◆ YOUR GOAL
Repeat the rows below word for word, leaving the pictures out of your answer.

**** DATA ****

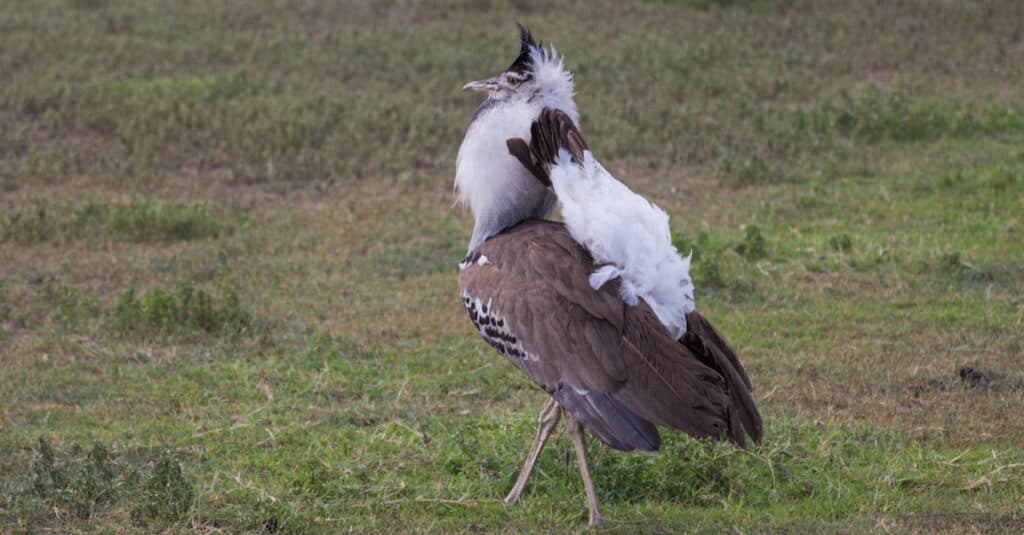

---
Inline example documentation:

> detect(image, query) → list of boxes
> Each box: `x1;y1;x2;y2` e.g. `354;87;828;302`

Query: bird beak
462;76;501;91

****

◆ ANSWER IN FULL
---
Inline example documentation:

> detect(image, query) → list of boxes
> Each box: `x1;y1;x2;y2` e.g. `354;87;828;302`

Query: bird beak
462;76;501;91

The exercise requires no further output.